As a result of the ongoing COVID-19 pandemic, many aspects of everyday life are being adjusted to keep people safe and in compliance with the Center for Disease Control and Prevention guidelines. In today’s world, it is now normal to never leave your house without a mask and hand sanitizer, as well as actively participate in social distancing.
In an effort to lower the number of COVID-19 cases and prevent overburdened hospitals, many places where large crowds could gather have since been closed down, including concert venues, movie theaters and schools. Instead of attending in-person schooling, many districts have shifted to online learning through sites like Zoom, Microsoft Teams and Canvas, all online platforms that support educational institutions.
For students at Marjory Stoneman Douglas High Schools, Friday, March 13, was the last official day of physical school they attended for the 2019-2020 school year. Since it was the week before spring break, many students were under the assumption that they would simply be getting an extra week of break. Little did students know, online school would continue for the rest of the school year and into the 2020-21 school year.
Students began virtual school on Monday, March 30, after spring break. Students were told that school was going to remain the same and be structured as similar to physical school. However, it turned out to be very different from the last school year, as was the beginning of the 2020-21 year compared to the last few months of the 2019-2020 school year.
Students started school on Wednesday, Aug. 19, and began first period at 8:30 a.m instead of at 7:40 a.m.
The school day continues to follow block schedule, beginning with period 1 or 5 after attending period 2 or 6, there is a 30-minute lunch break. To finish off the day, students attend periods 3 or 7 and 4 or 8
This schedule is seemingly well-liked by many students; however, some consider the 30-minute lunch period too short for their liking.
“A thirty-minute lunch is way too short because we are on our computers for three hours before lunch, and we need a longer break before our next class starts,” sophomore Emma Betancourt said.

__________

Your task
Rewrite the article on online schooling during the pandemic from "Students began virtual" up to and including "for their liking.", using "rotating schedule" in place of "block schedule".

__________

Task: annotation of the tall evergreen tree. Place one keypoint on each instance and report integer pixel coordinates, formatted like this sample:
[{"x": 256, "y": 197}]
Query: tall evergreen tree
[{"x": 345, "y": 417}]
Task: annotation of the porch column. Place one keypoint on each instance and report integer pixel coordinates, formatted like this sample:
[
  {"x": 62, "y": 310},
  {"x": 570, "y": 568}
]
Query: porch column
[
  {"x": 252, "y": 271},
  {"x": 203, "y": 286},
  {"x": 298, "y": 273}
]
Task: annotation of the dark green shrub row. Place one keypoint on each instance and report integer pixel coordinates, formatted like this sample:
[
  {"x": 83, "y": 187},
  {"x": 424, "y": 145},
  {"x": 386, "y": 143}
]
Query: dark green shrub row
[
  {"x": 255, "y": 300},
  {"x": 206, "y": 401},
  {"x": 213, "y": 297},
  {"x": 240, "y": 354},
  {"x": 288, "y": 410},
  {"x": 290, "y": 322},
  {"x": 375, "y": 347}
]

__________

Completed exercise
Students began virtual school on Monday, March 30, after spring break. Students were told that school was going to remain the same and be structured as similar to physical school. However, it turned out to be very different from the last school year, as was the beginning of the 2020-21 year compared to the last few months of the 2019-2020 school year.
Students started school on Wednesday, Aug. 19, and began first period at 8:30 a.m instead of at 7:40 a.m.
The school day continues to follow rotating schedule, beginning with period 1 or 5 after attending period 2 or 6, there is a 30-minute lunch break. To finish off the day, students attend periods 3 or 7 and 4 or 8
This schedule is seemingly well-liked by many students; however, some consider the 30-minute lunch period too short for their liking.